RECORDS SHOWN:
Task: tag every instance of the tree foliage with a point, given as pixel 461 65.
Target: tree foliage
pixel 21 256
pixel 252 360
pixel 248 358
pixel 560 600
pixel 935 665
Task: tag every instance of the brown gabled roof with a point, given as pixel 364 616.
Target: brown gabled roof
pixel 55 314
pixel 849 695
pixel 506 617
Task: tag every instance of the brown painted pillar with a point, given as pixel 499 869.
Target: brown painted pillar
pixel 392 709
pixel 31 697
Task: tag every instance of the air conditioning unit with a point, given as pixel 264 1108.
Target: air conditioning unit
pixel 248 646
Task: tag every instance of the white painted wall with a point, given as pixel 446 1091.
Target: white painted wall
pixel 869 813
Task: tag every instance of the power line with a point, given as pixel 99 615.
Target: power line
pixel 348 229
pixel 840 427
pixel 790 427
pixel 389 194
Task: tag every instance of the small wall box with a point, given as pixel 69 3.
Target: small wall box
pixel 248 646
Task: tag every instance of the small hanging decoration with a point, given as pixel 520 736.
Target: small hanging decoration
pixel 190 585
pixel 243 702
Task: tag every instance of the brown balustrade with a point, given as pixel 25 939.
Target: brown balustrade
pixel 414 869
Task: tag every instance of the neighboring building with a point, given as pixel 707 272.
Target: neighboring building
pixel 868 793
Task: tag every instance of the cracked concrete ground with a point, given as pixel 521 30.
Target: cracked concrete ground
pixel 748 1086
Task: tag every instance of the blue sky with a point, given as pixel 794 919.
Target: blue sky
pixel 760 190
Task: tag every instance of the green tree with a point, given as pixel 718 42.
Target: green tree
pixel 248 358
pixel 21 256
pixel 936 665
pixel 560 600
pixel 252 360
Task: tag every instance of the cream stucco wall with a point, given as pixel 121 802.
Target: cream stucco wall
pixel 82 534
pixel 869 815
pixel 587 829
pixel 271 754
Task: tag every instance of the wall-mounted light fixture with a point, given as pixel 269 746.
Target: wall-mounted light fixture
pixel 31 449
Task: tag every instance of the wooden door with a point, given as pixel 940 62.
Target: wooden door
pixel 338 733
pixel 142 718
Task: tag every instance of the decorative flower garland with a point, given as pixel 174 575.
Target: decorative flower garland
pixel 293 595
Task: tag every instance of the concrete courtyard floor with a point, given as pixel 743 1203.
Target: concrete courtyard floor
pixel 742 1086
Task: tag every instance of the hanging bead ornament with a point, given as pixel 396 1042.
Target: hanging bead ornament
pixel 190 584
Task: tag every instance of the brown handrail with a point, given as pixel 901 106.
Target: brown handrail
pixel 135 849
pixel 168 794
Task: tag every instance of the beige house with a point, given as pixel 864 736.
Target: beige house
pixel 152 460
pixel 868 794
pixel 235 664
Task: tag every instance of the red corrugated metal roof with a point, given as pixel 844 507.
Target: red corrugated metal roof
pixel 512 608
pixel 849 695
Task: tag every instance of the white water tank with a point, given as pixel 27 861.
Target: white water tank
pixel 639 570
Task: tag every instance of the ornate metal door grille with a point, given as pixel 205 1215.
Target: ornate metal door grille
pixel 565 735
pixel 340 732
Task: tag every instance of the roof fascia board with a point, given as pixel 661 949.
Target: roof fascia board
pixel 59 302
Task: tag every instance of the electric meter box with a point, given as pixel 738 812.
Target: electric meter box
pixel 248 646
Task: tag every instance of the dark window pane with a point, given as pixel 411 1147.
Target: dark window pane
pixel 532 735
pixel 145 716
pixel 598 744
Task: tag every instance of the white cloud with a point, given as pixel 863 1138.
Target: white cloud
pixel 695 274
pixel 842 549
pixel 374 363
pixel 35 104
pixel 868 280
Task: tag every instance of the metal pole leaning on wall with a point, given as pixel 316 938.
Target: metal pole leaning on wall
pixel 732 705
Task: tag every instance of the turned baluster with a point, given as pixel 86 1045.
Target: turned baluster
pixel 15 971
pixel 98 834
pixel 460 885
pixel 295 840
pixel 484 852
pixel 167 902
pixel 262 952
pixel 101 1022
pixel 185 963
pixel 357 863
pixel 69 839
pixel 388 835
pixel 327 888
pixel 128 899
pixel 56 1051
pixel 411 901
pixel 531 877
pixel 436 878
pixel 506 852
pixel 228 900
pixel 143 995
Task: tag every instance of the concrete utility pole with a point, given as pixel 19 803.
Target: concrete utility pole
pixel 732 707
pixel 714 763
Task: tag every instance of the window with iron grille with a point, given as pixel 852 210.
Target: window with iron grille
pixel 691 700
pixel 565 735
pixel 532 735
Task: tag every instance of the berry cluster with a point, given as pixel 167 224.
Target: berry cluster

EXERCISE GOAL: Return, unchanged, the lines of the data above between the line holding "Task: tag every instance of the blue" and the line holding "pixel 639 570", inclusive.

FINAL RESULT:
Task: tag every instance of the blue sky with a point, given as pixel 794 919.
Target: blue sky
pixel 760 190
Task: tag every instance of the green tree with a point, given as pixel 718 42.
Target: green tree
pixel 248 358
pixel 21 256
pixel 936 665
pixel 560 600
pixel 252 360
Task: tag every instance of the cream stucco wall with a point, given as pixel 121 802.
Target: cream stucco wall
pixel 82 534
pixel 869 815
pixel 587 829
pixel 271 754
Task: tag every instance of the wall-mounted light fixture with a point, given as pixel 269 746.
Target: wall-mounted light fixture
pixel 31 449
Task: tag every instance of the wooden door with a point, given as pixel 940 62.
Target: wooden door
pixel 338 733
pixel 142 718
Task: tag every instance of the decorative flower garland with a point, given as pixel 174 575.
Target: decorative flower garland
pixel 293 595
Task: tag every instance of the concrete courtyard floor with a point, given as pixel 743 1203.
Target: concrete courtyard floor
pixel 742 1086
Task: tag every instance of the hanging bead ornament with a point, given as pixel 396 1042.
Target: hanging bead ornament
pixel 190 584
Task: tag every instance of the brown handrail with a point, given as pixel 901 106.
Target: brown handrail
pixel 135 849
pixel 168 794
Task: tag every instance of the beige house with a point, given as pixel 864 736.
Target: beige house
pixel 152 460
pixel 868 794
pixel 235 664
Task: tag every instance of the red corrugated metal roof with a point, given as pixel 844 507.
Target: red corrugated metal roof
pixel 512 608
pixel 849 695
Task: tag every instance of the white water tank with a point, given as pixel 27 861.
Target: white water tank
pixel 639 570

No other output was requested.